Problem to work on: Entries follow. Give back exactly the lines starting at the one containing "Target: jacket sleeve cuff" and ending at the one containing "Target: man with short dark hair", and no other lines.

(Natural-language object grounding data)
=== Begin Enclosure ===

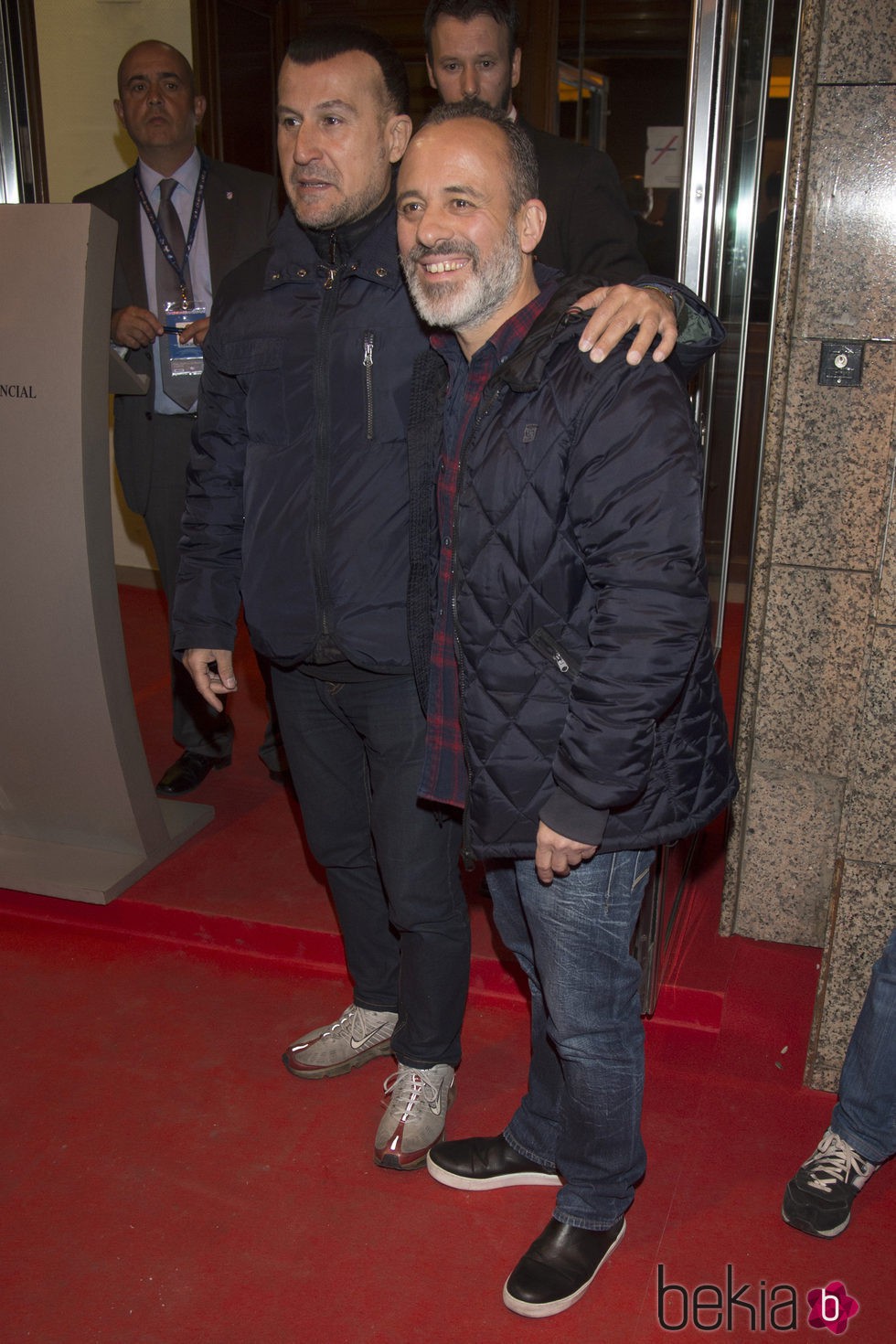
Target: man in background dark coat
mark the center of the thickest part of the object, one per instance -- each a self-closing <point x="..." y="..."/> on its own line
<point x="159" y="108"/>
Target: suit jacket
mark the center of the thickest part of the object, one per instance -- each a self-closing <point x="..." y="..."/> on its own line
<point x="240" y="212"/>
<point x="590" y="229"/>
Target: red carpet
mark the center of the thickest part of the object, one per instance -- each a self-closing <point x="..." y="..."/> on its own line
<point x="165" y="1181"/>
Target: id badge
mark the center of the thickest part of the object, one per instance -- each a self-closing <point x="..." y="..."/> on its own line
<point x="185" y="359"/>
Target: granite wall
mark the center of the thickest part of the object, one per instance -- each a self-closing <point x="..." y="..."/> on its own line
<point x="813" y="849"/>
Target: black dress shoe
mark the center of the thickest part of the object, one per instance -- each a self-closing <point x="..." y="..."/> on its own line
<point x="187" y="773"/>
<point x="485" y="1164"/>
<point x="558" y="1267"/>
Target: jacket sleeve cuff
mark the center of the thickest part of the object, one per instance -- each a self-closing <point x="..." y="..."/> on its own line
<point x="572" y="818"/>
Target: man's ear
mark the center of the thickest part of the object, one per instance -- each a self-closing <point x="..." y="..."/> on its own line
<point x="531" y="222"/>
<point x="398" y="131"/>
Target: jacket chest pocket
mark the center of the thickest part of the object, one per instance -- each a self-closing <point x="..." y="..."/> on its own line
<point x="257" y="365"/>
<point x="378" y="383"/>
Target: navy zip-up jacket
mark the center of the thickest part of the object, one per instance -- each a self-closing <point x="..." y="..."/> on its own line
<point x="298" y="491"/>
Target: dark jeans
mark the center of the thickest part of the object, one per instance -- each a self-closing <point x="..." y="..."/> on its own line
<point x="195" y="725"/>
<point x="581" y="1110"/>
<point x="865" y="1115"/>
<point x="355" y="752"/>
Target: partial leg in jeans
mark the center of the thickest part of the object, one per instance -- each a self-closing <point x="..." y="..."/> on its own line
<point x="355" y="754"/>
<point x="865" y="1115"/>
<point x="581" y="1110"/>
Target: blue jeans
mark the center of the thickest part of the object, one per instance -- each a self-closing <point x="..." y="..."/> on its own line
<point x="355" y="754"/>
<point x="865" y="1115"/>
<point x="581" y="1112"/>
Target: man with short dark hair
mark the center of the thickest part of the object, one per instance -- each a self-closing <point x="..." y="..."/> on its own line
<point x="473" y="51"/>
<point x="223" y="214"/>
<point x="301" y="497"/>
<point x="574" y="706"/>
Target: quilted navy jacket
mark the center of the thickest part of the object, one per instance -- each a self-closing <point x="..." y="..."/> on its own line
<point x="297" y="495"/>
<point x="581" y="618"/>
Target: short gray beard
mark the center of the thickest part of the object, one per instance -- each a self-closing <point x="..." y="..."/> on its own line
<point x="469" y="303"/>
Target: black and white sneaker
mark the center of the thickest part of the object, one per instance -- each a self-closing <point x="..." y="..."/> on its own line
<point x="818" y="1199"/>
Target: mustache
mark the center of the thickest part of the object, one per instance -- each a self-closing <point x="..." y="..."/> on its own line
<point x="449" y="248"/>
<point x="297" y="176"/>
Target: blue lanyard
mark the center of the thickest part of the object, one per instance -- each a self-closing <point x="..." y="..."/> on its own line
<point x="179" y="268"/>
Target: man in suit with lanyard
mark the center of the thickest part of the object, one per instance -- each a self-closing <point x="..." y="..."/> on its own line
<point x="472" y="51"/>
<point x="183" y="220"/>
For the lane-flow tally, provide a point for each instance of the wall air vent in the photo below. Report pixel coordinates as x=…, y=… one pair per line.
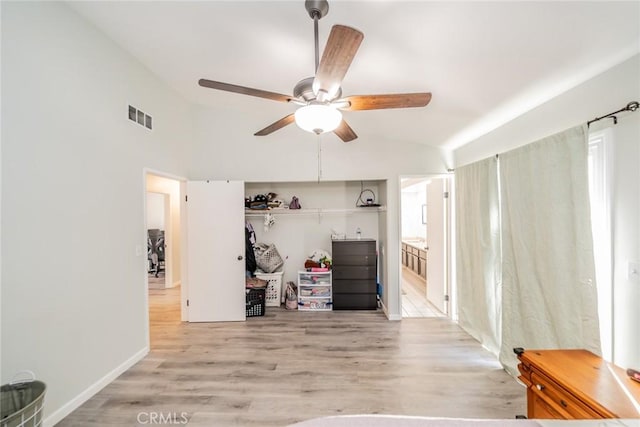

=== End Enclosure ===

Your solution:
Target: jacket sleeve cuff
mark the center of the thickest part of the object, one per instance -- each a self-closing <point x="..." y="..."/> on its own line
<point x="572" y="818"/>
Target: man's ear
mark the center of the thickest part of the object, one per instance -- each a self-closing <point x="..." y="..."/> on its own line
<point x="531" y="222"/>
<point x="398" y="131"/>
Target: jacket chest pocket
mark the center of the thickest part of the object, one per instance -- each a self-closing <point x="..." y="..."/> on its own line
<point x="257" y="365"/>
<point x="378" y="383"/>
Target: navy zip-up jacket
mark the center of the thickest part of the object, one per instance -- each a self-closing <point x="..." y="..."/> on its own line
<point x="298" y="491"/>
Target: dark jeans
mark the center of the thickest part of the object, one per instance -- each a self-closing <point x="..." y="..."/> on its own line
<point x="195" y="725"/>
<point x="581" y="1110"/>
<point x="865" y="1115"/>
<point x="355" y="752"/>
Target: partial leg in jeans
mark the center of the thickest part of the object, one per instance -- each a self-closing <point x="..." y="..."/> on its own line
<point x="355" y="754"/>
<point x="865" y="1115"/>
<point x="581" y="1110"/>
Target: blue jeans
mark the center of the thickest part of the object, one per instance -- each a self-closing <point x="..." y="..."/> on its own line
<point x="355" y="754"/>
<point x="865" y="1115"/>
<point x="581" y="1112"/>
Target: man with short dark hair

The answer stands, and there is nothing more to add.